- Given task 1
Find every line in the records below that contains the word "Respond" and copy each of those lines.

- Text provided
Example Question #377 : Calculus 3

Determine the cross product \displaystyle \overrightarrow{a}\times\overrightarrow{b}, if \displaystyle \overrightarrow{a}=9\widehat{j} and \displaystyle \overrightarrow{b}=3\widehat{j}

Possible Answers:

\displaystyle 0

\displaystyle 12\widetilde{k}

\displaystyle 27\widetilde{k}

\displaystyle -12\widetilde{k}

\displaystyle -27\widetilde{k}

Correct answer:

\displaystyle 0

Explanation:

The cross product of two vectors is a new vector. In order to find the cross product, it is useful to know the following relationships between the directional vectors:

\displaystyle \widehat{i}\times\widehat{j}=\widehat{k};\widehat{j}\times\widehat{i}=-\widehat{k}

\displaystyle \widehat{j}\times\widehat{k}=\widehat{i};\widehat{k}\times\widehat{j}=-\widehat{i}

\displaystyle \widehat{k}\times\widehat{i}=\widehat{j};\widehat{i}\times\widehat{k}=-\widehat{j}

\displaystyle \widehat{i}\times\widehat{i}=\widehat{j}\times\widehat{j}=\widehat{k}\times\widehat{k}=0

Note how the sign changes when terms are reordered; order matters!

- Extracted material
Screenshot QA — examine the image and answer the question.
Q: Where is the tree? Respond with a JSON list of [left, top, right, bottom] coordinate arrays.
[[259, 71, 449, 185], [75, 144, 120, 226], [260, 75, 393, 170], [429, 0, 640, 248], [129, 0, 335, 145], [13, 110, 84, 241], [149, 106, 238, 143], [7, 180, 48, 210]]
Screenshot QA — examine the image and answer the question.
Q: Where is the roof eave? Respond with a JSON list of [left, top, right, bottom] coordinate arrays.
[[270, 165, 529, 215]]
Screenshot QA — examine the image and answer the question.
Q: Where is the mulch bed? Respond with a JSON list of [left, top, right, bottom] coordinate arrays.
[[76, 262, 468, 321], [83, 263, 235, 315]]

* * *

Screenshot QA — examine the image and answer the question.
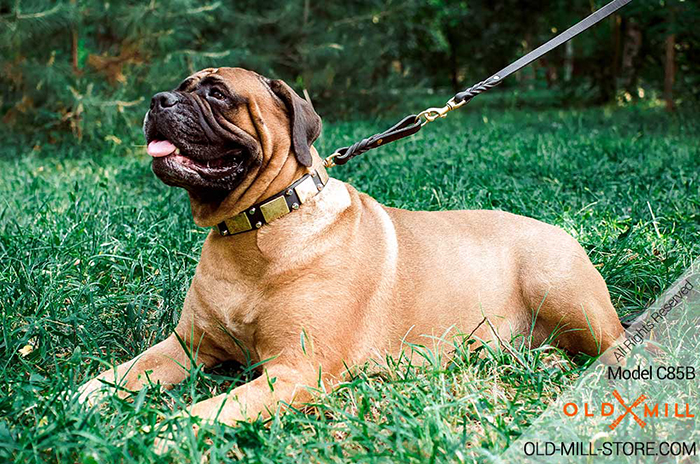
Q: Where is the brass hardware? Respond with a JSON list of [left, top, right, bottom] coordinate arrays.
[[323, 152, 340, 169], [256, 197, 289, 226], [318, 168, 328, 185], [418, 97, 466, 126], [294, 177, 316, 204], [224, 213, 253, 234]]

- Given task 2
Write out the part of the cross product problem above, starting at "The cross product of" and ending at "reordered; order matters!".

- Correct result 1
Q: Where is the tree? Respond with a JSON list of [left, top, right, bottom] coordinate arrays.
Q: Where is the roof eave? Respond with a JSON list of [left, top, right, bottom] coordinate arrays.
Q: Where is the mulch bed? Respond with a JSON list of [left, top, right, bottom] coordinate arrays.
Q: Where is the brass hardware? Respond with a JSON list of [left, top, right, bottom] coordinate arrays.

- Correct result 2
The cross product of two vectors is a new vector. In order to find the cross product, it is useful to know the following relationships between the directional vectors:

\displaystyle \widehat{i}\times\widehat{j}=\widehat{k};\widehat{j}\times\widehat{i}=-\widehat{k}

\displaystyle \widehat{j}\times\widehat{k}=\widehat{i};\widehat{k}\times\widehat{j}=-\widehat{i}

\displaystyle \widehat{k}\times\widehat{i}=\widehat{j};\widehat{i}\times\widehat{k}=-\widehat{j}

\displaystyle \widehat{i}\times\widehat{i}=\widehat{j}\times\widehat{j}=\widehat{k}\times\widehat{k}=0

Note how the sign changes when terms are reordered; order matters!